“I was always looking outside myself for confidence and strength, but it comes from within. It is there all the time.” – Anna Freud
Con∙fi∙dence (n): “a feeling of self-assurance arising from one’s appreciation of one’s own abilities or qualities.”
How many times have you stood in a crowded room and instantly noticed every insecurity you had bubbling to the surface? The notion that maybe the people in that room could be “smarter” “wealthier” or “better looking” can be enough to direct behavior. The fear or insecurity that you don’t measure up can be enough to cause you to instantly become demure, hesitant and less likely to speak up. The red, buzzing alarm is sounded in your mind and your instant, biological reaction is to either run far, far away or freeze with fear. Sound familiar to anyone? If so, you’re not alone. This is a common experience for so many, myself included!
The battle with illuminating our confidence can usually be traced back to comparison traps like the one above. Our own inner abilities and strengths start to become dull because it “seems” that someone else is “much better off” when, in reality, our lives are complex and not everything is always as it seems.
Consider this: What would it be like for you to meet your own insecurities and fears with the same kind of empathy and compassion that you might give to a friend expressing the same insecurities and fears? This consideration can be so challenging but can be just what you need to get the confidence boost you’re looking for. When we truly start to believe in ourselves, in a healthy way, we can become unstoppable, compassionate, empathetic, kind and relatable without doubting whether or not we “measure up”.
Confidence vs. Ego – Where’s the balance?
So, how do we walk the fine line of healthy confidence and unhealthy ego? We all have an ego…Freud says so! The question is when does the ego become unhealthily dominant? There’s a difference between believing in your abilities and qualities and having a depleted sense of humility. The ego says “I’m the best public speaker.” Or, “I have to be the best public speaker.” while confidence says “I may not be the best speaker but I believe I can learn how to develop this skill.” Or, maybe confidence says “I don’t need to be the best speaker to rest assured that I have other great qualities and skills.”
Here are 5 things you can do to to boost your inner confidence:
- Identify your strengths. Sound too challenging? No problem. Consider times when you’ve overcome an obstacle. What qualities or attributes allowed you to persevere? Resilience, patience, determination, support?

● TASK INSTRUCTIONS
• A. In the confidence article, list the qualities it says we can become when we truly start to believe in ourselves in a healthy way.
• B. According to the quotation that opens the confidence article, where does confidence come from?
• C. Print the part of the confidence article that begins at the words "How many times" and stops after "many, myself included!".
Use only the confidence article to answer.

● DATA PROVIDED
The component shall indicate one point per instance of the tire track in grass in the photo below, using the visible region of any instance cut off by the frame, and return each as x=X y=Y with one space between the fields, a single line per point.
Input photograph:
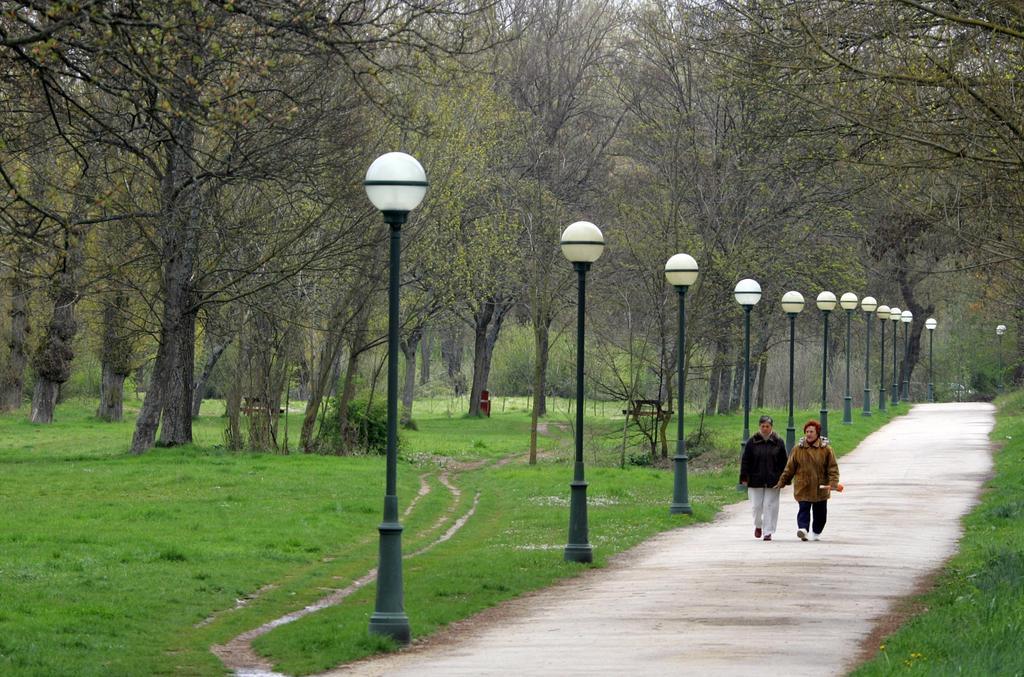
x=248 y=599
x=239 y=656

● RESPONSES BY TASK
• A. unstoppable, compassionate, empathetic, kind, relatable

• B. From within.

• C.
How many times have you stood in a crowded room and instantly noticed every insecurity you had bubbling to the surface? The notion that maybe the people in that room could be “smarter” “wealthier” or “better looking” can be enough to direct behavior. The fear or insecurity that you don’t measure up can be enough to cause you to instantly become demure, hesitant and less likely to speak up. The red, buzzing alarm is sounded in your mind and your instant, biological reaction is to either run far, far away or freeze with fear. Sound familiar to anyone? If so, you’re not alone. This is a common experience for so many, myself included!